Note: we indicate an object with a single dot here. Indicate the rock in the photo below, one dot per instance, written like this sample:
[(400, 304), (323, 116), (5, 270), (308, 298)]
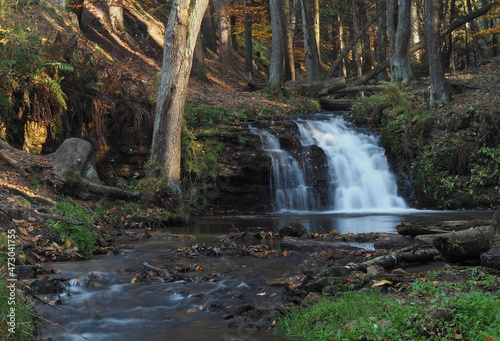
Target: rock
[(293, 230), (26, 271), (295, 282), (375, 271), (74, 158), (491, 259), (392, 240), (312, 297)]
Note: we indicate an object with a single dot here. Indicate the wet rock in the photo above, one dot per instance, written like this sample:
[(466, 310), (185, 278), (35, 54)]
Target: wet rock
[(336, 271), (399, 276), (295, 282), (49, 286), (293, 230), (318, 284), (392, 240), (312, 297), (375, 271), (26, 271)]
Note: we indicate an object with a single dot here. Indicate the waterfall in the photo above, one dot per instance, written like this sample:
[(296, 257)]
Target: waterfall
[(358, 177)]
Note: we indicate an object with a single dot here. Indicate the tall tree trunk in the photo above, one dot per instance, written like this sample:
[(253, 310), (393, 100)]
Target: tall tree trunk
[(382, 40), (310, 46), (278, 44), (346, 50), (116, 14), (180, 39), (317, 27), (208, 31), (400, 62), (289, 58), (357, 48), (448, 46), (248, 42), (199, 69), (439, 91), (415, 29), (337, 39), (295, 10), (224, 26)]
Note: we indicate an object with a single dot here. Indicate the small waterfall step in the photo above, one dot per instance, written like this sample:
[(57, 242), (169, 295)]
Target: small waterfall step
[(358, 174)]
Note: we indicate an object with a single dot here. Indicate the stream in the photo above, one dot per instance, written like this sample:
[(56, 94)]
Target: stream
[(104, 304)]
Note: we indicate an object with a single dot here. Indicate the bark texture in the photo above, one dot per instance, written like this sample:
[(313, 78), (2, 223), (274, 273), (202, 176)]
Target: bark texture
==
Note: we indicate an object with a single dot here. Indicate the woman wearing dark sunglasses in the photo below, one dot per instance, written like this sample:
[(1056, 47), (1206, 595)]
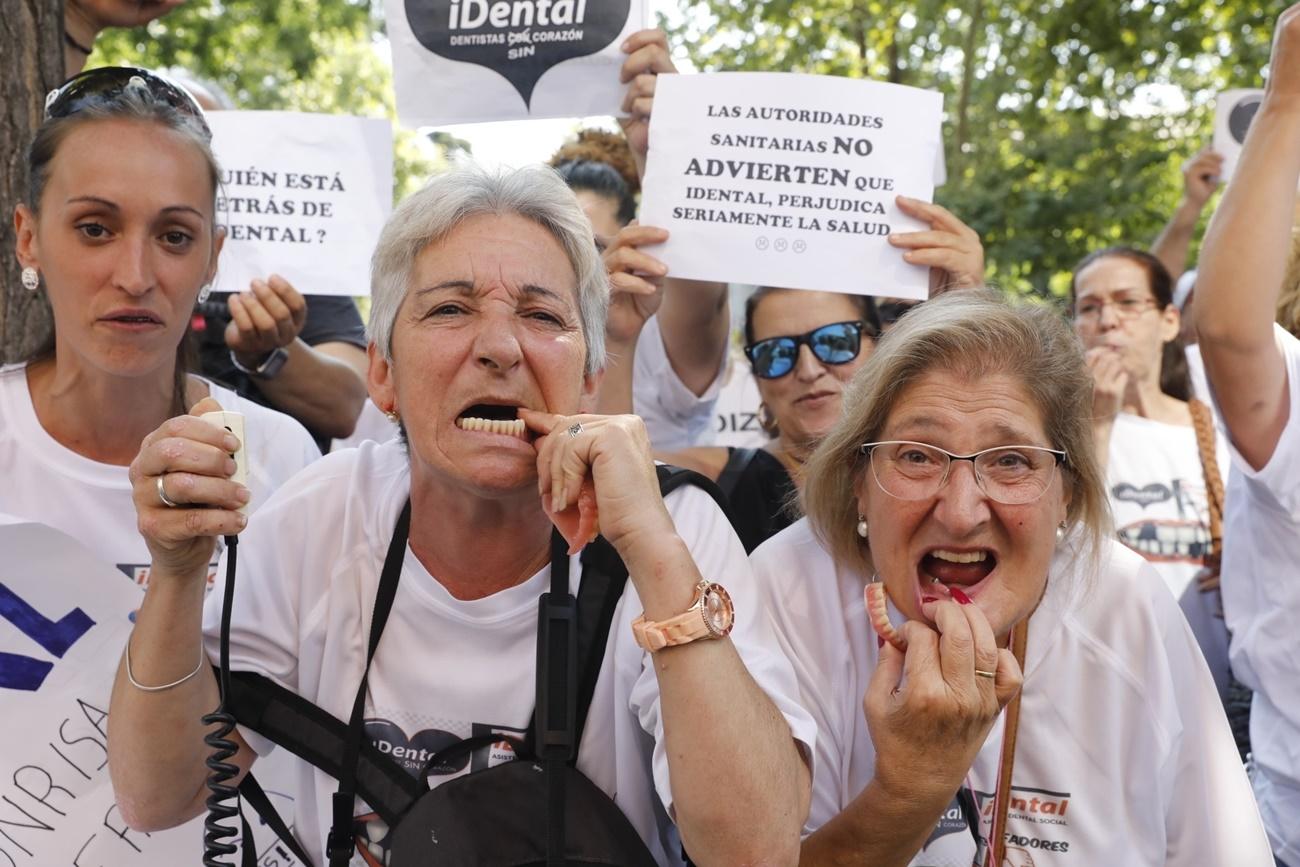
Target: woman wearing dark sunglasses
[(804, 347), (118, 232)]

▸ WHAT TO PRODUCE: Please rescale everything from the line containing "Indicate the woman" down to the line containing "[(804, 347), (118, 232)]", including both of those lines, and rewrite each one in full. Multiply only the answer coordinates by 1.3 and round them to whole numbers with halves going up, leave the sample coordinates unchanged, and omit the pictures.

▸ WRITTEN SOLUTION:
Note: we indicate an object with a single dot here. Indicate the woman wearing dark sunglasses in the photo below, one dot per instance, written like this sample:
[(1056, 47), (1206, 595)]
Target: woman wearing dark sunglasses
[(1045, 451), (153, 302)]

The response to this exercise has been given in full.